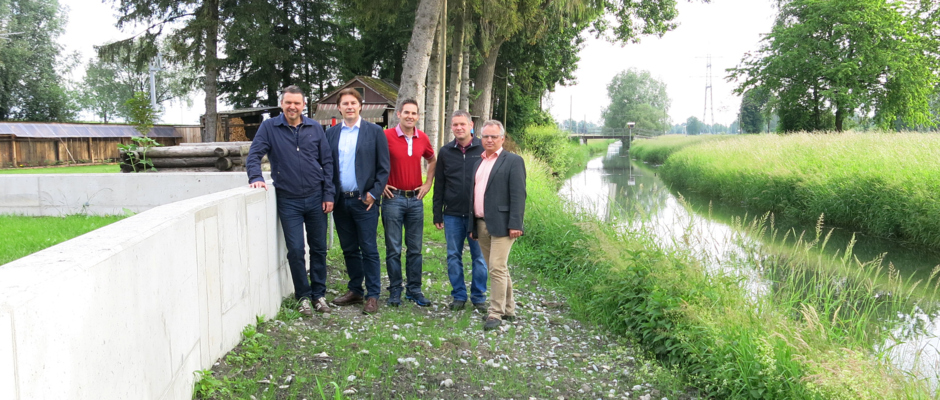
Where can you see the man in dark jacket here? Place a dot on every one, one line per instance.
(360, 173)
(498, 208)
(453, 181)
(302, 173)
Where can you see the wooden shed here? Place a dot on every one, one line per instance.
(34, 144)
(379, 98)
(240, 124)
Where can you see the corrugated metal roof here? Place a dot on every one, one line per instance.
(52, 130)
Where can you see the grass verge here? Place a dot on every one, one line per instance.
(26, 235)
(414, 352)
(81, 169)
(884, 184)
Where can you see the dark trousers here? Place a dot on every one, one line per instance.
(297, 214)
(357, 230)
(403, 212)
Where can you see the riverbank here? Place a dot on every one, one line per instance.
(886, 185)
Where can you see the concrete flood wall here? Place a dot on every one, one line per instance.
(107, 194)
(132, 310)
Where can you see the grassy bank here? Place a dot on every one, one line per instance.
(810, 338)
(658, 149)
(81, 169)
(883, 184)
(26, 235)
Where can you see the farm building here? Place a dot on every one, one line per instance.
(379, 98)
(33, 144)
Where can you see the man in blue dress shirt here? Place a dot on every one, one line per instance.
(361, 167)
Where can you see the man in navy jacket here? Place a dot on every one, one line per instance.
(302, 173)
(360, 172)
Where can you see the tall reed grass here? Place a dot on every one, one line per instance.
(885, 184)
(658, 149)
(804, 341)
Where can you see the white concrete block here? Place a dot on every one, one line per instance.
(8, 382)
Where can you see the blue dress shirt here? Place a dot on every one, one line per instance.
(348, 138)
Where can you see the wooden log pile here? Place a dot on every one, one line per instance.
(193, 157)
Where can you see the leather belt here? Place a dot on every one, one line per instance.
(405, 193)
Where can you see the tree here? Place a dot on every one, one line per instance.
--
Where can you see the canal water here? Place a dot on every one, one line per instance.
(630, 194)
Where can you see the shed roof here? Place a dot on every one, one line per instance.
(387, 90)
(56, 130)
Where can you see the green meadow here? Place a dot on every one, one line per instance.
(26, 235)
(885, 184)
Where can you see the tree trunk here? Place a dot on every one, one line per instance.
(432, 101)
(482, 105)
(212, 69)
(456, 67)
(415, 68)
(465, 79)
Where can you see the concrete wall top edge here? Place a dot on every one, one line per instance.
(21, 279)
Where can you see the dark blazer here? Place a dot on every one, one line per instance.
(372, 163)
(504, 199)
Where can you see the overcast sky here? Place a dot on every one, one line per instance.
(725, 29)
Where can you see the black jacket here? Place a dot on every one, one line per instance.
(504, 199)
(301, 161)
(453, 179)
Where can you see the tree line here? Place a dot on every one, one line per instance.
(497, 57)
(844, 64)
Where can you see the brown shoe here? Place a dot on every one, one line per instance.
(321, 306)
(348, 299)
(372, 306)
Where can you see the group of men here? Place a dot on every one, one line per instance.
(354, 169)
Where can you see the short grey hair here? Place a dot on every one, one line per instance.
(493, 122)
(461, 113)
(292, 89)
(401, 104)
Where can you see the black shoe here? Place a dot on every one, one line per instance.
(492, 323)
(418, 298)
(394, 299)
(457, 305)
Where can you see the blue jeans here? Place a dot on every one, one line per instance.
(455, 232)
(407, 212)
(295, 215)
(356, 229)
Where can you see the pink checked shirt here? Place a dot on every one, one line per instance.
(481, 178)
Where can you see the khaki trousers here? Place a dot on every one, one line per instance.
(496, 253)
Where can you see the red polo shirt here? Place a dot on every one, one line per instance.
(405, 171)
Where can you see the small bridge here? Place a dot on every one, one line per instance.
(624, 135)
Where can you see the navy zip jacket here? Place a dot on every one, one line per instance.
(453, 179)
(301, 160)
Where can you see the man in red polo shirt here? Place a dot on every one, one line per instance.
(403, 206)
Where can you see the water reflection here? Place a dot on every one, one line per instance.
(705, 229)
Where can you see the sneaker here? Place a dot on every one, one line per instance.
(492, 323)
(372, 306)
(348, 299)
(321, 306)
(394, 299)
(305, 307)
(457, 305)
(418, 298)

## Exercise
The range runs from the line above containing "Where can you see the man in dark" to the line containing "Where can you see the tree here?", inclusive. Restate those lines word for word and no others.

## Exercise solution
Where can you see the man in dark jacket here? Place a dot on every one, one line per instance.
(360, 173)
(498, 208)
(453, 181)
(302, 173)
Where can you see the wooden shed here? Place a dot on every one, one line per instance.
(34, 144)
(379, 98)
(240, 124)
Where can you see the corrugated metal roof here? Place a dot on every one, one line per instance.
(52, 130)
Where can you see the grass verge here? Place a dot on every one, one line per instance.
(26, 235)
(414, 352)
(81, 169)
(884, 184)
Where can you see the dark trousers here? Place a dot on every one, one line per instance.
(297, 214)
(357, 230)
(403, 212)
Where can you see the riverbank here? Place a dot on every one, one line per instance.
(886, 185)
Where can you see the concrete flood wall here? Place a dot on every one, one line per instance.
(107, 194)
(132, 310)
Where can you see the grassy bank here? Place a dot on every one, one line per instance.
(810, 338)
(658, 149)
(81, 169)
(883, 184)
(26, 235)
Where can you see the farm building here? Place a dot on every one, one line per instance.
(379, 98)
(33, 144)
Where can you see the man in blue dress shirt here? Place a dot on every one, one line per instance.
(361, 167)
Where can you see the man in navy jacket here? Place a dot on every one, one line per instance.
(302, 173)
(360, 172)
Where can you see the tall reed grass here? Place a dot on every one, one line per instance.
(885, 184)
(658, 149)
(804, 341)
Where can you see the white concrete block here? Place a dot on every one, one line per instance.
(8, 382)
Where can you see the blue dress shirt here? Place a dot on every one, one line per instance.
(348, 138)
Where can you see the wooden log pile here? Place a dot on every one, one line per instance.
(193, 157)
Where can you see the leather belt here? Place a dot on every one, one line per instance.
(405, 193)
Where can you see the tree here? Place a dot on every one, one line per instance.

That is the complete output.